• Task details:
Continue the blog post below about mothers from the closed-records adoption era, picking up after its final paragraph.

• Text passage:
───
My home, my blog, my opinions. I will not post any pro-adoption comments. This is not a forum for debate.
Sunday, February 28, 2010
Time To Lay This Burden Down
As mothers from the EMS, many of us have carried the burden of imposed guilt for decades. Some of us have awakened to the fact that, though treated like second-rate criminals, we have committed no crime. Some call sex outside of marriage a sin, but, as the esteemed, Ms. Paton observed, it is hardly a mortal sin. It's actually a very human act, programmed into us to continue the species.
I feel we are on the cusp of something exciting. We are reaching out to our children and they are reaching out to us in a new way. Yes, our goals are defined by our different circumstances, but we are edging closer to the time when we can watch each others' backs. While what we want and what our adult children want is geared to our separate needs, there is no reason we cannot stand in support of the goals of each. Let's face it. The way it has been done, so far, with mothers only taking a subservient role and our needs being seen as "clouding the issue," isn't working all that well.
This isn't going to sit well with some adopted people, the industry, some "martyr mothers" and adopters, probably. It's a bold idea but one that is overdue. Quid pro quo works well if given a chance.
We mothers that are in this particular stage of activism are hoping to recover the human rights denied us for so many years. Equal access to records would mean that mothers from the closed records eras could learn the fate of their children. That would be no small gift to mothers still in search. Those of us already reunited would have vindication. We are fighting for respect and acceptance of the motherhood we never surrendered. Given no options other than surrender, we gave up our parental rights and responsibilities, NOT our motherhood or our right to know the fate and welfare of our children. We are hoping for eventual recognition of the crimes committed against us in the name of "the perfect solution."
───
• Supplied records:
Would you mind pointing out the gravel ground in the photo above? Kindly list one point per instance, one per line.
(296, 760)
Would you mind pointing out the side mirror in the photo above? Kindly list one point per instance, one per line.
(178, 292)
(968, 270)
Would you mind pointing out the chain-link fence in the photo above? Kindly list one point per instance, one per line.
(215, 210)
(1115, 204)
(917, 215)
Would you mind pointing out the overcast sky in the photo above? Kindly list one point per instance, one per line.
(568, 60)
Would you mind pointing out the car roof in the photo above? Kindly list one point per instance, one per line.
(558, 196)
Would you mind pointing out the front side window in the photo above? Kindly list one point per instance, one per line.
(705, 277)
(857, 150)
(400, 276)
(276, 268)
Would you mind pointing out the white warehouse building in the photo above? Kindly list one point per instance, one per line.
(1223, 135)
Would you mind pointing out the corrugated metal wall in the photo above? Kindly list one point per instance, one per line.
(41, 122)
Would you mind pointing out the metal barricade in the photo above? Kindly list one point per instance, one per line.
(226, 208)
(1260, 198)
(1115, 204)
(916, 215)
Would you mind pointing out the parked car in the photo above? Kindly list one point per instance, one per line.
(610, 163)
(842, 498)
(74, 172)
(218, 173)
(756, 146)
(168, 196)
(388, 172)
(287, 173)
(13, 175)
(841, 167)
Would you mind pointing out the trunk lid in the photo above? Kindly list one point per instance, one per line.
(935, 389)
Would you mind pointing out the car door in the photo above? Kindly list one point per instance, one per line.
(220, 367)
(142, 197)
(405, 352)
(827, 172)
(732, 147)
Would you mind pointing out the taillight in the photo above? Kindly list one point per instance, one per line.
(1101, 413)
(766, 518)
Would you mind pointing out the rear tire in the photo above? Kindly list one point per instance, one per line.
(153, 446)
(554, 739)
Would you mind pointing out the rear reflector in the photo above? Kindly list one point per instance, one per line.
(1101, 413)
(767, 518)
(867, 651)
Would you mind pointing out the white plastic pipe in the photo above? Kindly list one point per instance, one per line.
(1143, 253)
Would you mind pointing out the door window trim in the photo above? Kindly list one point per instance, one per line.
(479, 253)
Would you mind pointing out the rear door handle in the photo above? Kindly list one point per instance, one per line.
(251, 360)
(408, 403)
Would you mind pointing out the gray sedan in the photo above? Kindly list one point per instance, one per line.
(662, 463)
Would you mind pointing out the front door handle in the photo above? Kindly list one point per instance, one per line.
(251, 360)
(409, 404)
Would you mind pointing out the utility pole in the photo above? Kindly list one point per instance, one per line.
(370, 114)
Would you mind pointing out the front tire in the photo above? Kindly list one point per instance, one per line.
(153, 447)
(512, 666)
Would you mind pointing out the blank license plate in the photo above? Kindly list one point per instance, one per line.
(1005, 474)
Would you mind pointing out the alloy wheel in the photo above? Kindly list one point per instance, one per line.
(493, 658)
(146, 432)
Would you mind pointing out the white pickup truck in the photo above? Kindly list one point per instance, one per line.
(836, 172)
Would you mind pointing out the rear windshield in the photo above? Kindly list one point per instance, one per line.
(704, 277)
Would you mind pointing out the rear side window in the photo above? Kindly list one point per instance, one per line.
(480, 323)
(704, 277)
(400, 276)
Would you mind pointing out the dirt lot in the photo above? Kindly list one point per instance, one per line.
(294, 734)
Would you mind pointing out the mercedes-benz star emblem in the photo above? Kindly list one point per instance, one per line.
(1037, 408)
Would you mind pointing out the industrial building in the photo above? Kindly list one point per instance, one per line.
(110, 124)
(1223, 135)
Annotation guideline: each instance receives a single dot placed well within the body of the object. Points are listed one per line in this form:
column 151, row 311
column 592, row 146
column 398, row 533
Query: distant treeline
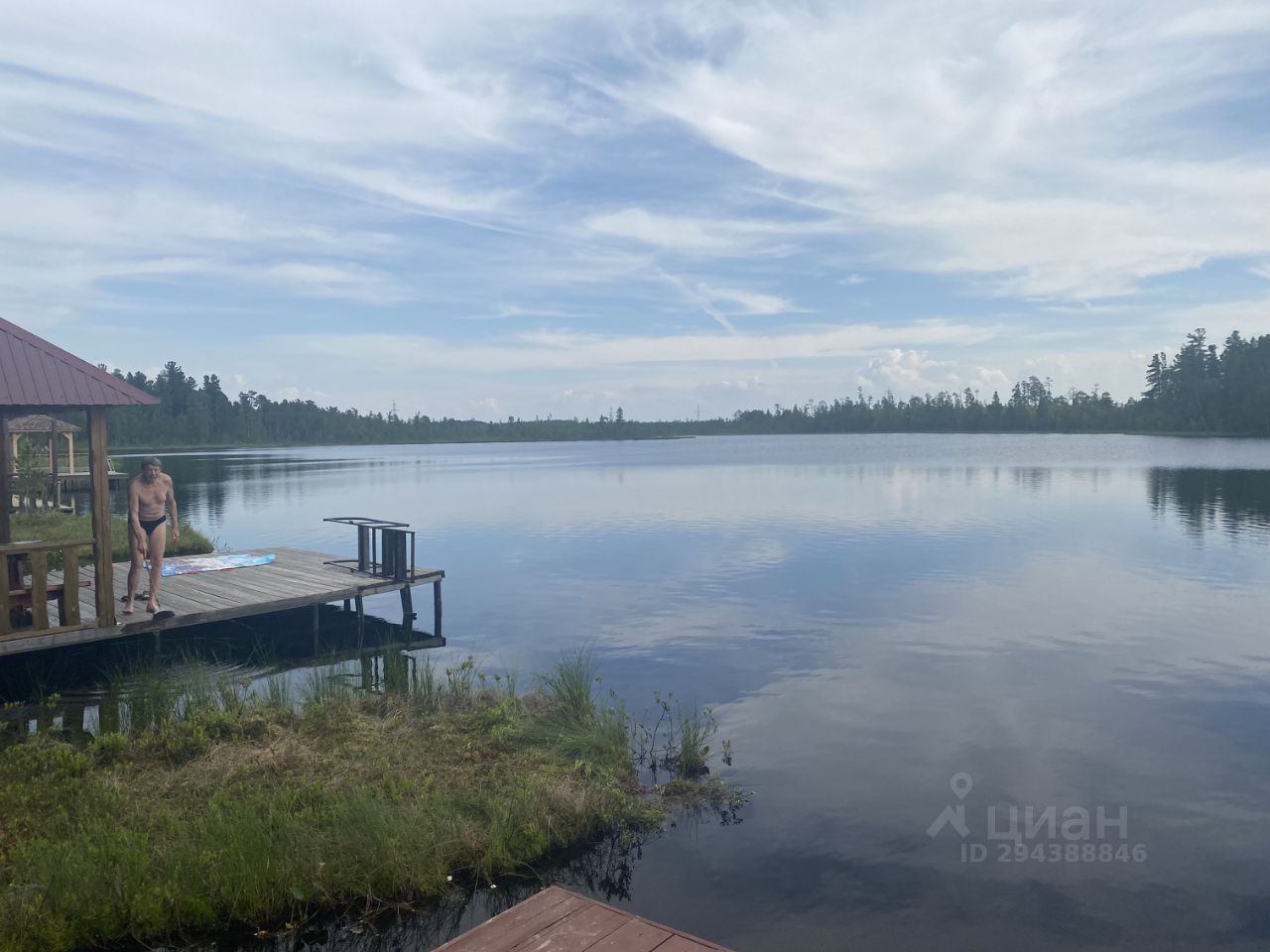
column 1201, row 390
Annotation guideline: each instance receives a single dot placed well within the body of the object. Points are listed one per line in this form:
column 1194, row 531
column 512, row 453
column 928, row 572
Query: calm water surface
column 1076, row 624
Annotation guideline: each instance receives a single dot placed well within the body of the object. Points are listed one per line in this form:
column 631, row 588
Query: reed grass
column 202, row 803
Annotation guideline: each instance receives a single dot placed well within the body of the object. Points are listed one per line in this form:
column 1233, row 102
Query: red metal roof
column 37, row 373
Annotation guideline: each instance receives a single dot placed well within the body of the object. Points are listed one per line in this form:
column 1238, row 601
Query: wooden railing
column 18, row 593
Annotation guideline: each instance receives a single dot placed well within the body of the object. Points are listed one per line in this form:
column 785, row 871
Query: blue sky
column 490, row 208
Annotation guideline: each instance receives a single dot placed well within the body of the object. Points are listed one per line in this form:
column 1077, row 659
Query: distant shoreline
column 197, row 447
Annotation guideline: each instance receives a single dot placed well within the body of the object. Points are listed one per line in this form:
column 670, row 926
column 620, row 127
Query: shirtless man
column 150, row 500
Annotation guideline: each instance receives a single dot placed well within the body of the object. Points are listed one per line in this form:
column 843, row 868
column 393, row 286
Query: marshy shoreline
column 206, row 802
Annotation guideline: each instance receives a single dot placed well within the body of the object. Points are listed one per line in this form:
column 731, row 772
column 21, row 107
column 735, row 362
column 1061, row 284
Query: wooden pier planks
column 558, row 920
column 295, row 579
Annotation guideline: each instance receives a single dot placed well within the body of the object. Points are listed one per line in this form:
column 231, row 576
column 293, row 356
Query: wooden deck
column 295, row 579
column 558, row 920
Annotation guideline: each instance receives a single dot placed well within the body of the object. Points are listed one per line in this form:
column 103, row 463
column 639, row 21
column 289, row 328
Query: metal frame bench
column 17, row 593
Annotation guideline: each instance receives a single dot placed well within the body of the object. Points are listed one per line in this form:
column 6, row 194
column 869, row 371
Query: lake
column 989, row 692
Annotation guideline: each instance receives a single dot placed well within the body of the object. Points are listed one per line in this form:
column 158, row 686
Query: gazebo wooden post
column 103, row 572
column 5, row 489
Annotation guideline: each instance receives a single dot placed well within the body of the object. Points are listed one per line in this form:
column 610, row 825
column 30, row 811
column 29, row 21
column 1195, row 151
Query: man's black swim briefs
column 151, row 525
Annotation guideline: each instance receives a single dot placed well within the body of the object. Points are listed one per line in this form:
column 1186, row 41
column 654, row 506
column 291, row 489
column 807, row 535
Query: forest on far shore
column 1202, row 389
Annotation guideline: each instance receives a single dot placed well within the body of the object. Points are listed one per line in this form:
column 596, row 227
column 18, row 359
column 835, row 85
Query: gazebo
column 50, row 428
column 37, row 376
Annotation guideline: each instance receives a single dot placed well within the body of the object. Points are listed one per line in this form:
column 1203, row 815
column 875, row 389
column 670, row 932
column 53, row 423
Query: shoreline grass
column 58, row 527
column 211, row 803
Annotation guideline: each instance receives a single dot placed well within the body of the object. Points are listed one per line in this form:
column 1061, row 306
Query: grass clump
column 51, row 526
column 213, row 802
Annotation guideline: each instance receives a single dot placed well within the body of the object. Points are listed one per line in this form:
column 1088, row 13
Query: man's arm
column 172, row 508
column 135, row 508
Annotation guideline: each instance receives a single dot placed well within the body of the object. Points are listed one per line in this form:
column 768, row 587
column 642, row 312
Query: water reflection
column 869, row 616
column 1234, row 502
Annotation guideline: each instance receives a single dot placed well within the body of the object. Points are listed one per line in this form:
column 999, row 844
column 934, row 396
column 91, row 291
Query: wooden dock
column 558, row 920
column 295, row 579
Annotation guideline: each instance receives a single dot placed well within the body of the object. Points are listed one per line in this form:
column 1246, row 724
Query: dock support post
column 408, row 615
column 103, row 571
column 436, row 608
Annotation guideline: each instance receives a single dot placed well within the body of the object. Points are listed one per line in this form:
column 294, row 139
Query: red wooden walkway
column 558, row 920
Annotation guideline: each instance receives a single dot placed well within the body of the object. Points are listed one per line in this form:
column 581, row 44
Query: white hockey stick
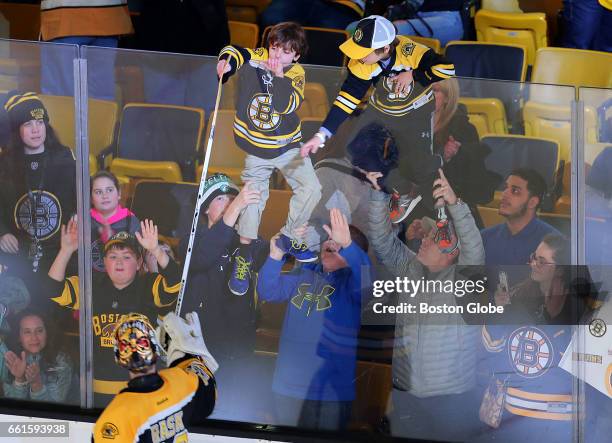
───
• Exercise response:
Some people, especially those who oppose the mothers' right to equal access, still trot out that old onus of shame for "spreading our legs." When we try to explain the coercive and judgmental society of that era, it is if we are speaking another language. "No one held a gun to your head," many say. We say, "They might as well have." Ann Fessler's "The Girls Who Went Away" and Rickie Solinger's "Wake Up Little Suzie" are the go-to books for a real picture of the times and mores that caused us to be treated with so little regard for our dignity, rights and feelings.
Unaccessable, closed records, for mothers, is a continuation of the original punishment laid on us by society when our children were taken from us. The punishment continues in the erroneous picture of the mother of adoption loss as a slut, slattern, crackwhore and potential abuser. Yes, there have been some, but they are the minority. But, hey, there are adopters who haven't been saints and who have abused and even murdered the children they adopted. That doesn't mean they all are homicidal.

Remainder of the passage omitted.